● **RAW RECORDS**
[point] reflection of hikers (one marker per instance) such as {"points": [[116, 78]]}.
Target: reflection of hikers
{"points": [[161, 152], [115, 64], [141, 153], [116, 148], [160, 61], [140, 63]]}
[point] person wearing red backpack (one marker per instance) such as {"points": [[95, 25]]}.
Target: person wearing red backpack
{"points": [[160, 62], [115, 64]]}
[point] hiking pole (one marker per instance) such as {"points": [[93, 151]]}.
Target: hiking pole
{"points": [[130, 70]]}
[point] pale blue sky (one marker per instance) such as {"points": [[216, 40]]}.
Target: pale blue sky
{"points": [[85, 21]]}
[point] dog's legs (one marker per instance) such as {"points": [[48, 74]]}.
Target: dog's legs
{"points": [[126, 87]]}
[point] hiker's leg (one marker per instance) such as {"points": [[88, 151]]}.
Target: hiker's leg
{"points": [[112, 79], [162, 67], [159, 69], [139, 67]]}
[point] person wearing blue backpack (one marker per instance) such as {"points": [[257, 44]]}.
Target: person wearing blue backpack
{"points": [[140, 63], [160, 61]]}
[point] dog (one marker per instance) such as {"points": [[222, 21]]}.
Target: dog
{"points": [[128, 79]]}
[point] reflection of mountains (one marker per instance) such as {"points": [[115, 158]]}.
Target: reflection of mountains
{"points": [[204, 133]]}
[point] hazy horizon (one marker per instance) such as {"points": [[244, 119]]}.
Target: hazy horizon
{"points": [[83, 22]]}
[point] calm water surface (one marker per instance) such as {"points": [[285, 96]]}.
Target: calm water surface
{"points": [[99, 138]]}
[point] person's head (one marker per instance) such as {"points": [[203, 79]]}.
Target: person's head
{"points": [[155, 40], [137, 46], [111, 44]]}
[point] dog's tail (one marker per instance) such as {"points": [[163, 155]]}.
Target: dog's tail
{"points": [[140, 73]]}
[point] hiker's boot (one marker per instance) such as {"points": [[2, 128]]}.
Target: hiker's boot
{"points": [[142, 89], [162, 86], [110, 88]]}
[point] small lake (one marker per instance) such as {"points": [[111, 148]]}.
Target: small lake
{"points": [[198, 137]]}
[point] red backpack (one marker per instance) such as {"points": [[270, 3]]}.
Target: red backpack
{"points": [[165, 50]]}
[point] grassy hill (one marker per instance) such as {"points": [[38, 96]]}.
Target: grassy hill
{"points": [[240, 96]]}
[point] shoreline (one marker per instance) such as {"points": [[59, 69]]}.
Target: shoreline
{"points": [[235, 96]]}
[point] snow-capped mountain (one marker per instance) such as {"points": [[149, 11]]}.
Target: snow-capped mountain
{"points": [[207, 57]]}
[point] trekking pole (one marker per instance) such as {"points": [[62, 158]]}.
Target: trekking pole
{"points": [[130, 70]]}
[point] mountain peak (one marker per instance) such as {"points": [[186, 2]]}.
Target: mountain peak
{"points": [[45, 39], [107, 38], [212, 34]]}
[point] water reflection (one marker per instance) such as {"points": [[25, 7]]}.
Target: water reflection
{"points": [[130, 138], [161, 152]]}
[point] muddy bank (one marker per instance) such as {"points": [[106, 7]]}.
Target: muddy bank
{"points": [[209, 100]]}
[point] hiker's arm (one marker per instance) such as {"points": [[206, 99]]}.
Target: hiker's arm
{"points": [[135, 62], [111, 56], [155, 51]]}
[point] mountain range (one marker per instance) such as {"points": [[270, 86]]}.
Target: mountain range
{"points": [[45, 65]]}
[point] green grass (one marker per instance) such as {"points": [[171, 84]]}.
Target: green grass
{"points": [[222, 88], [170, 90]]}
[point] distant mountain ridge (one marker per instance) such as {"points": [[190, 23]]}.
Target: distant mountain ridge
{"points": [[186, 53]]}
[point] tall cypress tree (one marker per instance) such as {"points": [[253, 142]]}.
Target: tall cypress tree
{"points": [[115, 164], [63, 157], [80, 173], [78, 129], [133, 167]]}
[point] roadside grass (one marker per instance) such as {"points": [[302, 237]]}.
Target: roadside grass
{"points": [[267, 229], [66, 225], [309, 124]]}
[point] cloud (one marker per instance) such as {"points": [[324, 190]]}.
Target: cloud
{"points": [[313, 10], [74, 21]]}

==

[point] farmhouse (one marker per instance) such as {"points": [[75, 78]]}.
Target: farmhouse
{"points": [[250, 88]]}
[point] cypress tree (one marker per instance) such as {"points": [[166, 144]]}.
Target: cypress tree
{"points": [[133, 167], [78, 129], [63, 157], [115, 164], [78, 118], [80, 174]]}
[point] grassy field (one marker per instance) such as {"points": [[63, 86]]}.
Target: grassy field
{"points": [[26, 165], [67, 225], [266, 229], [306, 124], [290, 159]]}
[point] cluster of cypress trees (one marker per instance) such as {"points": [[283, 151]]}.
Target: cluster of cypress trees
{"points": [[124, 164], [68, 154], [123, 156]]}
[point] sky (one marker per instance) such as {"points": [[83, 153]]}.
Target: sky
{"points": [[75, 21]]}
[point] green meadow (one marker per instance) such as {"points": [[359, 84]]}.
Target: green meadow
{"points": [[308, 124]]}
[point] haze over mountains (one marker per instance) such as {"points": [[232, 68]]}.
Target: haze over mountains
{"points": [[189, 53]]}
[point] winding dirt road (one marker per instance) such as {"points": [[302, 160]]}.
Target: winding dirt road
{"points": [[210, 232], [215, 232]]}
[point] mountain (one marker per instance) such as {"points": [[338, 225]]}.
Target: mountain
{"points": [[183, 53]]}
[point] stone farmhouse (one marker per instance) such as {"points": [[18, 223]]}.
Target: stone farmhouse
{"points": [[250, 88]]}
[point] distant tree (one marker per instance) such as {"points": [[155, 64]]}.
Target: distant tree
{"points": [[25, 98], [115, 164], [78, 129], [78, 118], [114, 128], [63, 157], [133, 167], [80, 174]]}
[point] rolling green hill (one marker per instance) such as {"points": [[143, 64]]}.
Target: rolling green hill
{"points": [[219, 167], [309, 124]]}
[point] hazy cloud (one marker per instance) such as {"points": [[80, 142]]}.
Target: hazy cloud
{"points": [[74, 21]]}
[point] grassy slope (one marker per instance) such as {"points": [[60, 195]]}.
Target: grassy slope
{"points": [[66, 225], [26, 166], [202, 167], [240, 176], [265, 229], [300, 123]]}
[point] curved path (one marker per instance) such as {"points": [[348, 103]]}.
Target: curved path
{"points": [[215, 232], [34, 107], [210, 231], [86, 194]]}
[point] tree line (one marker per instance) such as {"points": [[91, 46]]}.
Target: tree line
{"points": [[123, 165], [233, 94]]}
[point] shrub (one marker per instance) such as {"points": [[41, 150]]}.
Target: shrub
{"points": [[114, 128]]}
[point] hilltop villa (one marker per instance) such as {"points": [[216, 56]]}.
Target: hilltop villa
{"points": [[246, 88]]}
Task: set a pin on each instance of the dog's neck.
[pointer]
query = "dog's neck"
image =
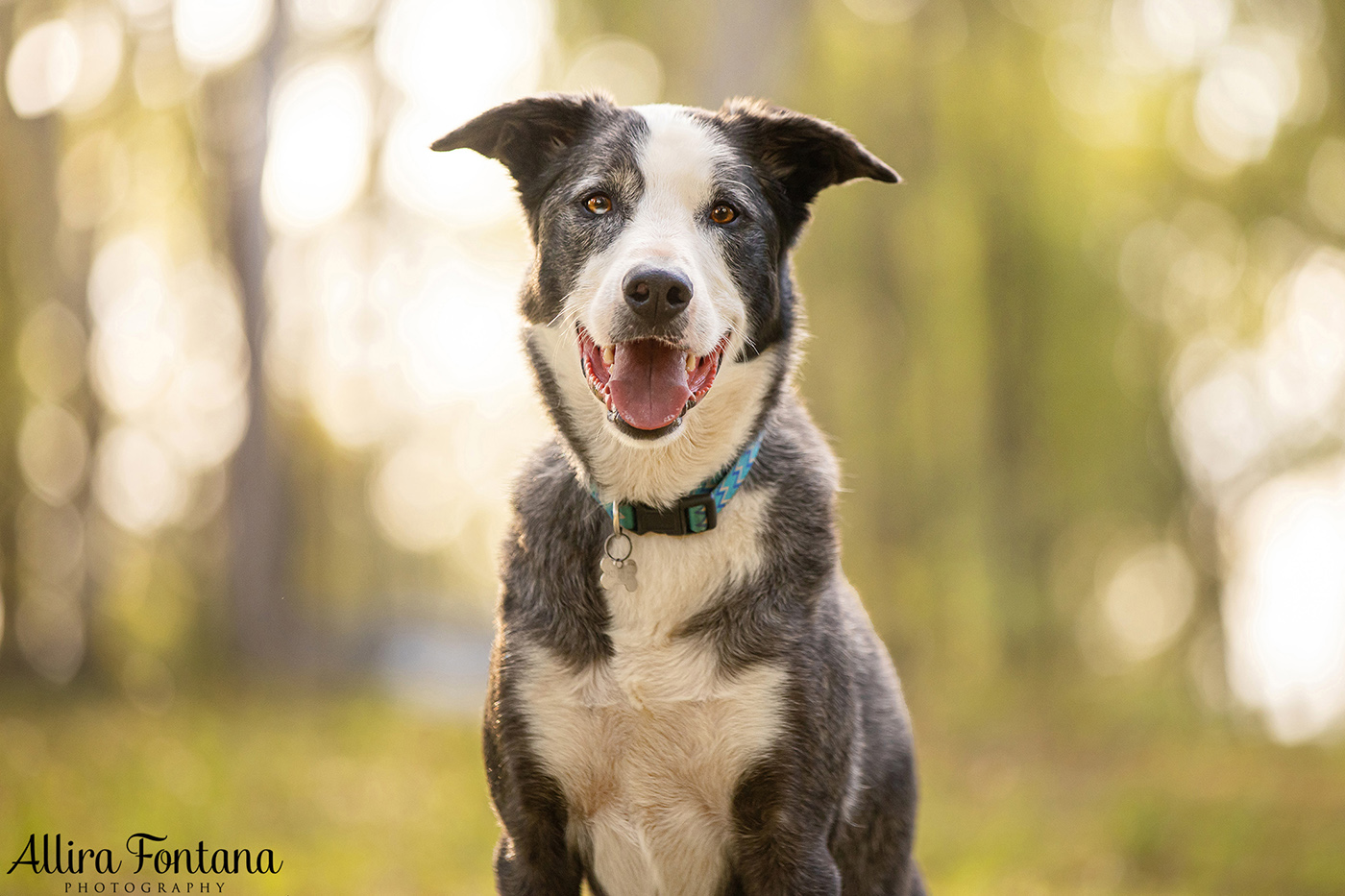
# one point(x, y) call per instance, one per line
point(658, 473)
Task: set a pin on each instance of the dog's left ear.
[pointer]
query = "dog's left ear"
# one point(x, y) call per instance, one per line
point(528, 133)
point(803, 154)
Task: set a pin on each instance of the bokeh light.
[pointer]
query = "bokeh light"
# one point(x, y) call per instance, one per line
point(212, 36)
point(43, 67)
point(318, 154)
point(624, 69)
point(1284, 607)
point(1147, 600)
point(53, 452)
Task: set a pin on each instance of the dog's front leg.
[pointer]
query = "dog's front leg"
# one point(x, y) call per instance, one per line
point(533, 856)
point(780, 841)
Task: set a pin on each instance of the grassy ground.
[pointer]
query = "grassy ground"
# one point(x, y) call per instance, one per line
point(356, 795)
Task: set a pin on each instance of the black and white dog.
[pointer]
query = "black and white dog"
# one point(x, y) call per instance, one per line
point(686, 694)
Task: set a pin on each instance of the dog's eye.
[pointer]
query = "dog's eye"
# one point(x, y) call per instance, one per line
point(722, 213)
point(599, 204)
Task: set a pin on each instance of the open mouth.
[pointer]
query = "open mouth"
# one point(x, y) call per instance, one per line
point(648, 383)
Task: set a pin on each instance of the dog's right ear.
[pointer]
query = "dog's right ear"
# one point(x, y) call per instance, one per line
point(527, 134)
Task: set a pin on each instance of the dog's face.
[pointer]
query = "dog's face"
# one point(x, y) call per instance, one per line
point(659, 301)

● **TASK TO CARRY OUT**
Copy the lines above word for word, from the line that contains "[point] stone farmhouse" through the line that contains "point(803, 154)", both included. Leave out the pictures.

● **WRITTEN SOLUTION**
[point] stone farmhouse (one marker per instance) such as {"points": [[18, 223]]}.
Target: stone farmhouse
{"points": [[250, 88]]}
[point] distant tree (one marker per instance) such as {"points": [[155, 64]]}.
Target: distant tree
{"points": [[25, 98], [115, 164], [78, 129], [78, 118], [114, 128], [63, 157], [133, 167], [80, 174]]}
[point] rolling green hill (one marker per instance) such as {"points": [[143, 64]]}.
Target: rolling green hill
{"points": [[219, 167], [309, 124]]}
[point] hazy cloud (one marker per instance) such as {"points": [[80, 142]]}.
Target: hazy cloud
{"points": [[74, 21]]}
[point] grassy slope (one marker per instance) such as {"points": [[60, 195]]}.
Target: grassy slope
{"points": [[66, 225], [26, 166], [202, 167], [240, 176], [265, 229], [300, 123]]}
[point] curved path (one marker per instance) such as {"points": [[348, 103]]}.
Target: curved path
{"points": [[215, 232], [34, 107], [210, 231], [86, 194]]}
[point] tree line (one marker per instance) such as {"points": [[91, 46]]}.
Target: tree line
{"points": [[123, 165], [233, 94]]}
[point] shrub (one marker per instance) such as {"points": [[41, 150]]}.
Target: shrub
{"points": [[114, 128]]}
[point] hilltop villa (one marker per instance) such as {"points": [[216, 56]]}.
Target: hilltop villa
{"points": [[246, 88]]}
Task: set a pin on each instance of the dog's neck.
[pointer]
query = "dog's neck"
image =
# one point(x, y) call per instance, one per line
point(658, 473)
Task: set a pin on each instance of the dog's left ear.
[pointer]
query = "dog's left ear"
# one point(x, y) call per instance, one per line
point(528, 133)
point(803, 154)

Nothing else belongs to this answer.